▸ **TASK DETAILS**
Write out every record again, exactly.

▸ **EXTRACTED DATA**

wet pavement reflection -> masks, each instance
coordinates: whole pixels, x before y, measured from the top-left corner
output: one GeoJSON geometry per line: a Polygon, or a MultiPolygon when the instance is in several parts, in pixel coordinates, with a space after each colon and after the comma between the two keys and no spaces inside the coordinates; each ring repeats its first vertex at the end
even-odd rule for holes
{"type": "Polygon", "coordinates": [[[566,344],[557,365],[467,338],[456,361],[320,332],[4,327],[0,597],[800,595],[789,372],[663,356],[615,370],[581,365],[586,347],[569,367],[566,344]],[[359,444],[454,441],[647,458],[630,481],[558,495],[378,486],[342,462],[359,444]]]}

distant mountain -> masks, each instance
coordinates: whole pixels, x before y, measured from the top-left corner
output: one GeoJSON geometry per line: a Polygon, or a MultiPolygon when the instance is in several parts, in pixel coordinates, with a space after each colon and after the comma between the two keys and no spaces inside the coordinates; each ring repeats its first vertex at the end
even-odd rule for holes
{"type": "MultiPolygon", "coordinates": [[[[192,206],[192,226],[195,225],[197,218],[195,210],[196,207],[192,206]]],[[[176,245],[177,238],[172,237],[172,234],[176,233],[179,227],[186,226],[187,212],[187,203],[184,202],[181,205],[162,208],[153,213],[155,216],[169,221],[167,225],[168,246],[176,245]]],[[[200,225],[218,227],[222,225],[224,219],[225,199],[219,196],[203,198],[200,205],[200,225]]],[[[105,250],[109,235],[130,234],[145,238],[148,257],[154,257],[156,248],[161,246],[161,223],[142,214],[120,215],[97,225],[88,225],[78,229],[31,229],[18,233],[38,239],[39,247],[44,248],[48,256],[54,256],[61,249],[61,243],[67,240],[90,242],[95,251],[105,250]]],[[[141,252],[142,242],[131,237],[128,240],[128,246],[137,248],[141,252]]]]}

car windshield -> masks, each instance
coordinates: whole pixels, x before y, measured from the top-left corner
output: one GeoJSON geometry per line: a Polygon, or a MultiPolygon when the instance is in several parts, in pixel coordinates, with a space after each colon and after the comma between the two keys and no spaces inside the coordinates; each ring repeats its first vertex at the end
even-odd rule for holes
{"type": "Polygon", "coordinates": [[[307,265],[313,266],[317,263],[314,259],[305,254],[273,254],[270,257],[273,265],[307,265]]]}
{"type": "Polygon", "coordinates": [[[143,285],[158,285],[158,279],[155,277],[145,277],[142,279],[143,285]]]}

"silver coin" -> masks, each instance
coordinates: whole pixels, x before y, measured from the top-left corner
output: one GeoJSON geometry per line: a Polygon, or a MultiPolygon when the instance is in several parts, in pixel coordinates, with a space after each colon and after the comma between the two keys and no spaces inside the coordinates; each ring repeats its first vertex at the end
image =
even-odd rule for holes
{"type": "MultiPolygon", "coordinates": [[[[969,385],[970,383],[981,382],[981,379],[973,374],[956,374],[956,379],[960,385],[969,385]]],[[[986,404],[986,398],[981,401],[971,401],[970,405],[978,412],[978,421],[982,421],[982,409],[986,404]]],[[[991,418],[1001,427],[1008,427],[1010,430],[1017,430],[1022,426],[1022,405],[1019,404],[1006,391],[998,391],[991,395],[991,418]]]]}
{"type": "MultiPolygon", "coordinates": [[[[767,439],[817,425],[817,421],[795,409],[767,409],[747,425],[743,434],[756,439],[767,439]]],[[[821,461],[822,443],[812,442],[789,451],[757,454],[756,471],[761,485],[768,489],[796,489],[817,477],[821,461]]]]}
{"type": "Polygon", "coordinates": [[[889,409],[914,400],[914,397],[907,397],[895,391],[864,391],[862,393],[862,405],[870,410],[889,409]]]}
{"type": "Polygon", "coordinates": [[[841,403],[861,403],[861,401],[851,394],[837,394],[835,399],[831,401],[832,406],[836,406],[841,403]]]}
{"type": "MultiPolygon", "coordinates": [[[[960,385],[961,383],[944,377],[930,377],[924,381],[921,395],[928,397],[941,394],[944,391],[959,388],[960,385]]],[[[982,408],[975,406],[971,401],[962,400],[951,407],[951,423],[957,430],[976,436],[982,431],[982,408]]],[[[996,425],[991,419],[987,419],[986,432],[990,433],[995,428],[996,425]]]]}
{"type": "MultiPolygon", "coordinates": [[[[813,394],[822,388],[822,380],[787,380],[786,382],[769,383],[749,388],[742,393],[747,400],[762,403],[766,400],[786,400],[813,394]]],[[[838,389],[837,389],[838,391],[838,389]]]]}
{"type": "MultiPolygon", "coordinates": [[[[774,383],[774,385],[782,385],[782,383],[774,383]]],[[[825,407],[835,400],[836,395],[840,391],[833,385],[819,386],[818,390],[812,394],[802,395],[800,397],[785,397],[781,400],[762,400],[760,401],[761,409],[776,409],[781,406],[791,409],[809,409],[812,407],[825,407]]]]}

▸ **ANSWER TO THE PROBLEM**
wet pavement reflection -> masks, each instance
coordinates: whole pixels, x before y, measured from the top-left corner
output: one GeoJSON geometry per line: a Polygon, or a MultiPolygon when the instance is in several parts, in pixel coordinates, with a space after each colon and after the comma between the two keys and no spaces inside the coordinates; each ring repeats its first vertex at the end
even-odd rule for holes
{"type": "Polygon", "coordinates": [[[566,344],[557,365],[467,338],[456,361],[320,332],[4,327],[0,597],[800,595],[789,372],[663,356],[615,370],[581,365],[586,347],[569,367],[566,344]],[[359,444],[454,441],[647,458],[630,481],[558,495],[378,486],[342,462],[359,444]]]}

distant mountain -> masks, each instance
coordinates: whole pixels, x before y, measured from the top-left corner
output: one GeoJSON geometry per line: a Polygon, or a MultiPolygon when the instance is in several parts, in pixel coordinates, with a space after each colon and after the comma between the two keys and no spaces inside the coordinates; each ring repeats its first vertex at the end
even-odd rule for holes
{"type": "MultiPolygon", "coordinates": [[[[192,206],[192,226],[195,225],[197,218],[195,210],[196,207],[192,206]]],[[[176,245],[177,238],[172,237],[172,234],[176,233],[179,227],[186,226],[187,212],[187,203],[184,202],[181,205],[162,208],[153,213],[155,216],[169,221],[167,225],[168,246],[176,245]]],[[[200,225],[218,227],[222,225],[224,219],[225,199],[219,196],[203,198],[200,205],[200,225]]],[[[105,250],[109,235],[130,234],[145,238],[148,257],[154,257],[156,248],[161,246],[161,223],[142,214],[120,215],[97,225],[88,225],[78,229],[31,229],[18,233],[38,239],[39,247],[44,248],[48,256],[54,256],[61,249],[61,243],[67,240],[90,242],[95,251],[105,250]]],[[[141,252],[142,242],[131,237],[128,240],[128,246],[137,248],[141,252]]]]}

car windshield -> masks, each instance
coordinates: whole pixels, x before y, measured from the top-left corner
output: one GeoJSON geometry per line: a Polygon, or a MultiPolygon when the instance is in several parts, in pixel coordinates, with a space after each colon and after the comma between the two keys and no spaces inside the coordinates; each ring repeats its first vertex at the end
even-odd rule for holes
{"type": "Polygon", "coordinates": [[[307,265],[313,266],[317,263],[314,259],[305,254],[273,254],[270,257],[273,265],[307,265]]]}
{"type": "Polygon", "coordinates": [[[143,285],[158,285],[158,279],[155,277],[145,277],[142,279],[143,285]]]}

"silver coin" -> masks, each instance
coordinates: whole pixels, x before y, measured from the top-left corner
output: one GeoJSON geometry per line: a Polygon, or a MultiPolygon when the instance is in several parts, in pixel coordinates, with a space after each colon and after the comma between the two keys and no spaces inside the coordinates; each ring repeats its first vertex at the end
image =
even-odd rule for holes
{"type": "MultiPolygon", "coordinates": [[[[969,385],[970,383],[981,382],[981,379],[973,374],[956,374],[956,379],[960,385],[969,385]]],[[[986,404],[986,398],[981,401],[971,401],[970,405],[978,412],[978,421],[982,421],[982,409],[986,404]]],[[[991,418],[1001,427],[1008,427],[1010,430],[1017,430],[1022,426],[1022,405],[1019,404],[1006,391],[998,391],[991,395],[991,418]]]]}
{"type": "MultiPolygon", "coordinates": [[[[767,439],[817,425],[817,421],[795,409],[767,409],[747,425],[743,434],[756,439],[767,439]]],[[[821,461],[822,443],[812,442],[789,451],[757,454],[756,471],[761,485],[768,489],[796,489],[817,477],[821,461]]]]}
{"type": "Polygon", "coordinates": [[[889,409],[914,400],[914,397],[907,397],[895,391],[864,391],[862,393],[862,405],[870,410],[889,409]]]}
{"type": "Polygon", "coordinates": [[[841,403],[861,403],[861,401],[851,394],[837,394],[835,399],[831,401],[832,406],[836,406],[841,403]]]}
{"type": "MultiPolygon", "coordinates": [[[[960,385],[961,383],[944,377],[930,377],[924,381],[921,395],[928,397],[941,394],[944,391],[959,388],[960,385]]],[[[982,408],[975,406],[971,401],[962,400],[951,407],[951,423],[957,430],[976,436],[982,431],[982,408]]],[[[996,425],[991,419],[987,419],[986,432],[990,433],[995,428],[996,425]]]]}
{"type": "MultiPolygon", "coordinates": [[[[813,394],[822,388],[822,380],[787,380],[786,382],[769,383],[749,388],[742,393],[747,400],[762,403],[766,400],[786,400],[813,394]]],[[[838,389],[837,389],[838,391],[838,389]]]]}
{"type": "MultiPolygon", "coordinates": [[[[774,383],[774,385],[782,385],[782,383],[774,383]]],[[[825,407],[835,400],[836,395],[840,391],[833,385],[819,386],[818,390],[812,394],[802,395],[800,397],[785,397],[781,400],[762,400],[760,401],[761,409],[776,409],[781,406],[791,409],[809,409],[812,407],[825,407]]]]}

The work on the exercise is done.